Excerpts of pointing data:
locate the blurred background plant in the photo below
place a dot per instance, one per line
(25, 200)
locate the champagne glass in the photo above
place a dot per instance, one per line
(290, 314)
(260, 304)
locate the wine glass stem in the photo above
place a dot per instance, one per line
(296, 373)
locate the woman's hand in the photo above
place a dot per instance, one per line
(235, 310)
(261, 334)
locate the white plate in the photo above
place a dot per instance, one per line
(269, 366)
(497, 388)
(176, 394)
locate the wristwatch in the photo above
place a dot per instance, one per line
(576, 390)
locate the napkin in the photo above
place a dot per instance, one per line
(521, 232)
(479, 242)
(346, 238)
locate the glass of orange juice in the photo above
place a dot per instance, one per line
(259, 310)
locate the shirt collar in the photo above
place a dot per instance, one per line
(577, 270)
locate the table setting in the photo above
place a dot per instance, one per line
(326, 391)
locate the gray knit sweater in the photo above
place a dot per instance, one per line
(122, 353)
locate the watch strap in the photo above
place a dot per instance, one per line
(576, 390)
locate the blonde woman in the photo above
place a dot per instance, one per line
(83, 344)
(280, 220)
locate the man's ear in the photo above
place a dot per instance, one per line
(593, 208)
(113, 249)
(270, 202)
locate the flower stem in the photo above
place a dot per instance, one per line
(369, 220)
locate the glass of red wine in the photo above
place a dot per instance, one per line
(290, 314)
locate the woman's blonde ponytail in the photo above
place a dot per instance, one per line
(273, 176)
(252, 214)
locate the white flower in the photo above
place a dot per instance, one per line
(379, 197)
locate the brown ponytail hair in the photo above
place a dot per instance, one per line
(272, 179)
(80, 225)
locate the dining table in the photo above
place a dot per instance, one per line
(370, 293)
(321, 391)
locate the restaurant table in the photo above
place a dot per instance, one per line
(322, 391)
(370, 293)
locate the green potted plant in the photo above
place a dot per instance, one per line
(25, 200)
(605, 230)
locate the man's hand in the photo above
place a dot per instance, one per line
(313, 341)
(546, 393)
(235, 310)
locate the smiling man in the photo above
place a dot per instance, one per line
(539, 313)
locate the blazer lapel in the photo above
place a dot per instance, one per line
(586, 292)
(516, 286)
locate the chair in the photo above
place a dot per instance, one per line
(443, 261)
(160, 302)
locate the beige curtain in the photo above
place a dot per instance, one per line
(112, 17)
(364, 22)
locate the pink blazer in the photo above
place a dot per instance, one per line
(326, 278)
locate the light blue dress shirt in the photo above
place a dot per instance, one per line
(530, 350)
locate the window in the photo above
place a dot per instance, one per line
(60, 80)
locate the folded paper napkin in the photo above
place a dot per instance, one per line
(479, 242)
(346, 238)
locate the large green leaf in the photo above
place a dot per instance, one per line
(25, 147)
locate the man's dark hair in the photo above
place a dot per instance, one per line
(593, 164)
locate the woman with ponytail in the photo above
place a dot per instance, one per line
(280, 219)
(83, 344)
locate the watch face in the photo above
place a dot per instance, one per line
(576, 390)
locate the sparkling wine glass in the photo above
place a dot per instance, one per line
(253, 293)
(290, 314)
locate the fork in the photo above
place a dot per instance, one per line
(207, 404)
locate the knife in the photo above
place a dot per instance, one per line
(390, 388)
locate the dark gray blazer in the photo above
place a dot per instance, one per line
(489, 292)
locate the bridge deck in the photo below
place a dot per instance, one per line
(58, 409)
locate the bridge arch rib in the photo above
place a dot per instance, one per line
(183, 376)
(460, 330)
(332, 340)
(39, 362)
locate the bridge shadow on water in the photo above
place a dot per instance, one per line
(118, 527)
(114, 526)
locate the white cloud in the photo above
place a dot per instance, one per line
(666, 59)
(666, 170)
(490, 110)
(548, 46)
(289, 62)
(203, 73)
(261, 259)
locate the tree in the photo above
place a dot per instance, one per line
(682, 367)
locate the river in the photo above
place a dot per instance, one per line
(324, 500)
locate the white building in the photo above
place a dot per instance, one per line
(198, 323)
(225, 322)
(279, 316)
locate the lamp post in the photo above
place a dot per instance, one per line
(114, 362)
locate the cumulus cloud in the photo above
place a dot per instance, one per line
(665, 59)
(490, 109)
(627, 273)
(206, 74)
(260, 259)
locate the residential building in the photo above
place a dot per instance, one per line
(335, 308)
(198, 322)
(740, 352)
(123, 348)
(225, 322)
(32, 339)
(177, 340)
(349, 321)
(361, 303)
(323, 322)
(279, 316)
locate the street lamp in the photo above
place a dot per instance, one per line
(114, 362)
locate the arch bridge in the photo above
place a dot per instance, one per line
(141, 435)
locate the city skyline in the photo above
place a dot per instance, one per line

Directions for this task:
Retype these lines word for word, covering every one of the records above.

The reply:
locate the blurred background plant in the photo below
place a dot per instance, one per line
(25, 200)
locate the champagne glass in the photo above
place a dot per instance, one per line
(290, 314)
(260, 304)
locate the wine glass stem in the photo above
place a dot per instance, one per line
(296, 373)
locate the woman's hand in the photo above
place a dot per instance, one per line
(235, 310)
(261, 334)
locate the white plate in the photo above
place a dot per instance, one per line
(269, 366)
(497, 388)
(176, 394)
locate the wristwatch in the photo above
place a dot per instance, one per line
(576, 390)
locate the napkin in the photo above
place a dot per instance, one per line
(521, 232)
(479, 242)
(346, 238)
locate the glass of orange juice in the photo above
place a dot per instance, one per line
(259, 310)
locate the shirt collar in the photo above
place a dot per instance, one per line
(577, 270)
locate the table setting in the photo above
place a dot per instance, one per line
(326, 391)
locate the gray knit sweater in the photo above
place a dot per instance, one per line
(122, 353)
locate the watch strap in the photo above
place a dot per instance, one per line
(576, 390)
locate the blonde woman in the photo above
place a dot per instance, one per line
(83, 344)
(280, 220)
locate the man's ear in the photo above
place a dot per instance, one per line
(593, 208)
(113, 249)
(270, 202)
locate the flower stem in the photo above
place a dot per instance, one per line
(369, 220)
locate the glass of red wine in the photo above
place a dot per instance, one per line
(290, 314)
locate the woman's blonde ponytail in the photo above
place a dot per instance, one per line
(273, 176)
(252, 214)
locate the white flower in the photo above
place a dot per instance, one per line
(379, 197)
locate the brown ponytail hair in the photo above
place a dot per instance, one per line
(272, 179)
(80, 225)
locate the dining table in the photo above
place a dot per instance, one per line
(370, 293)
(321, 391)
locate the restaurant table in the photo above
place a dot per instance, one per line
(322, 391)
(370, 293)
locate the green potted plant in the photo above
place a dot per instance, one per line
(25, 200)
(605, 230)
locate the man's hand in the photo above
place a dot per instance, one per line
(313, 341)
(546, 393)
(235, 310)
locate the smiling man in the photo above
place a dot per instance, one per line
(539, 313)
locate the blazer lapel in the photo above
place a dot per instance, one per line
(586, 292)
(516, 286)
locate the chair in the photo above
place a dot per instance, one per line
(443, 261)
(160, 302)
locate the beige curtain in the photo above
place a dot per instance, one per line
(112, 17)
(364, 22)
locate the pink blazer in the photo above
place a dot per instance, one per line
(326, 278)
locate the light blue dress shirt in the photo above
place a dot per instance, one per line
(530, 350)
locate the window in the photo above
place a dot per instance, one per line
(60, 80)
locate the folded paper napkin in the photo above
place a dot per instance, one per line
(479, 242)
(346, 238)
locate the large green leaf in the photo above
place a dot per instance, one per line
(25, 147)
locate the man's dark hair in the photo above
place a dot per instance, one per line
(593, 164)
locate the woman with ponytail in the photo above
place a dot per instance, one per line
(280, 219)
(83, 344)
locate the watch face in the photo above
place a dot per instance, one per line
(576, 390)
locate the sparkling wine glass in the photo above
place a dot per instance, one per line
(253, 293)
(290, 314)
locate the fork in the photo above
place a dot per instance, one per line
(207, 404)
locate the knife in the photo above
place a dot per instance, one per line
(390, 388)
locate the dark gray blazer in the photo above
place a dot per instance, one per line
(489, 292)
locate the bridge deck in the photo below
place a dot per instance, one per line
(58, 409)
locate the bridge arch rib in the photo above
place a dot per instance, one per line
(183, 376)
(460, 330)
(332, 340)
(39, 362)
locate the bridge shadow on water in the photo above
place a dot per instance, one per line
(118, 527)
(114, 526)
locate the white cloud in the photo above
place a dot per instance, one per line
(666, 59)
(666, 170)
(490, 110)
(548, 46)
(289, 62)
(203, 73)
(261, 259)
locate the tree in the photo above
place a dot per instance, one per line
(682, 367)
locate the river in the photo above
place a dot per instance, one per line
(324, 500)
locate the white building in the photo above
place a dot per instance, one per line
(198, 323)
(225, 322)
(279, 316)
locate the lamp post in the photo above
place a dot per instance, one per line
(114, 362)
locate the cumulus cloud in the photo above
place a dot per instance, one per line
(665, 59)
(490, 109)
(627, 273)
(206, 74)
(260, 259)
locate the residential building in the photo above
place a dot per instance, one per line
(335, 308)
(198, 322)
(740, 352)
(123, 348)
(225, 322)
(32, 339)
(177, 340)
(349, 321)
(361, 303)
(323, 322)
(279, 316)
locate the street lamp in the photo above
place a dot per instance, one per line
(114, 362)
locate the arch bridge in the photo above
place a dot per instance, one per line
(141, 435)
locate the city skyline in the photo above
place a dot per instance, one per line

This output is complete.